Would you transcribe the line that holds "Phrase: dark horse" and all the lines below it, through the final one, exactly and with nothing else?
** Opening EXERCISE MATERIALS block **
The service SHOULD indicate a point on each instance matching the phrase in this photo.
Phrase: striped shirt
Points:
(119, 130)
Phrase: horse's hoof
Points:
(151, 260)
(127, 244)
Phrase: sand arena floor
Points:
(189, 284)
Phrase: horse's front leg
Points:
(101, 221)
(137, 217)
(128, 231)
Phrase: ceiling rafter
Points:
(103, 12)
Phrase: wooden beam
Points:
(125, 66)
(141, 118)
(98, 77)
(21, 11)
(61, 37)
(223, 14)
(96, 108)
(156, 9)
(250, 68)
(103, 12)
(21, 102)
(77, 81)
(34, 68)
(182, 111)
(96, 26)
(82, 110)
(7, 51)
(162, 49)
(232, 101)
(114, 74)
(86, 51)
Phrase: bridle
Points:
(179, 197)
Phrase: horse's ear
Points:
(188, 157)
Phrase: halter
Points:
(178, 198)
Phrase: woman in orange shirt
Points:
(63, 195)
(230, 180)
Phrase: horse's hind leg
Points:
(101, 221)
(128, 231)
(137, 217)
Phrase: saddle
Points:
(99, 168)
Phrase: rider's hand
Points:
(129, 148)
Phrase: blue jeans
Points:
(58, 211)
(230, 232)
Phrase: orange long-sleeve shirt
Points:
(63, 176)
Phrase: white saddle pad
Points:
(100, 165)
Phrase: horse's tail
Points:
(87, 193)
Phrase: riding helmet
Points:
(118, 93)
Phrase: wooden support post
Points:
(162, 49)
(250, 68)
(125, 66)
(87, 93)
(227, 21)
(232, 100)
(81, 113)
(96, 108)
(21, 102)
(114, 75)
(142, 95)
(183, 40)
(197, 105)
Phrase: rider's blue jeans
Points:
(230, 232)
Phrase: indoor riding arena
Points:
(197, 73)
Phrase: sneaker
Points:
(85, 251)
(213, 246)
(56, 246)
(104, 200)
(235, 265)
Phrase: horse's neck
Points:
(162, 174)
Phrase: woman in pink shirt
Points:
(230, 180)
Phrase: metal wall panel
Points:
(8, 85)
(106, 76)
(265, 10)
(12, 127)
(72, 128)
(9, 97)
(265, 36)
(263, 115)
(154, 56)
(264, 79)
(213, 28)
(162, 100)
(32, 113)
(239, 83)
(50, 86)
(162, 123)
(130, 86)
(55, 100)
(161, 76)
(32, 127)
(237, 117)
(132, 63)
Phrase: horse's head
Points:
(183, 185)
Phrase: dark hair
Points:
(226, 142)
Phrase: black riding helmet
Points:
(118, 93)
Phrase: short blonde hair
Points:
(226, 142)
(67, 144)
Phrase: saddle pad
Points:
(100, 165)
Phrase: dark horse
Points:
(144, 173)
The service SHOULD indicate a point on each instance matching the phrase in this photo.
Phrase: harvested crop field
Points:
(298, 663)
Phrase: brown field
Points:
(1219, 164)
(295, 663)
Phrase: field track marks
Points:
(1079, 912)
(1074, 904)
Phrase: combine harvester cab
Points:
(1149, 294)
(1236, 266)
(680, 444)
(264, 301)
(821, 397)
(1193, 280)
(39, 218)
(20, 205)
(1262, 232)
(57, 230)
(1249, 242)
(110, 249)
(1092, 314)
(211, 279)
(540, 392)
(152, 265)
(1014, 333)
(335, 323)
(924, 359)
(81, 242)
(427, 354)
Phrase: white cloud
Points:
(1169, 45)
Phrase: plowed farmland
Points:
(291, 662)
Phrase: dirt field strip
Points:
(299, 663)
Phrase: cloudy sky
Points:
** Closing EXERCISE MATERIALS block **
§ ANSWER FOR THIS EXERCISE
Phrase: dark horse
Points:
(144, 173)
The service SHOULD indicate a point on each instance matching the phrase in this photo.
Phrase: harvested crop field
Points:
(298, 663)
Phrase: brown field
Points:
(1219, 164)
(295, 663)
Phrase: field track marks
Points:
(1079, 912)
(1074, 904)
Phrase: combine harvester cab
Points:
(1149, 294)
(1236, 266)
(680, 444)
(264, 301)
(821, 397)
(1193, 280)
(39, 218)
(20, 205)
(1262, 232)
(57, 230)
(1249, 242)
(110, 249)
(1092, 314)
(211, 279)
(540, 392)
(152, 265)
(1014, 333)
(335, 323)
(924, 359)
(81, 242)
(427, 354)
Phrase: white cloud
Points:
(1169, 45)
Phrase: plowed farmland
Points:
(291, 662)
Phrase: dirt field strip
Points:
(299, 663)
Phrase: cloudy sky
Points:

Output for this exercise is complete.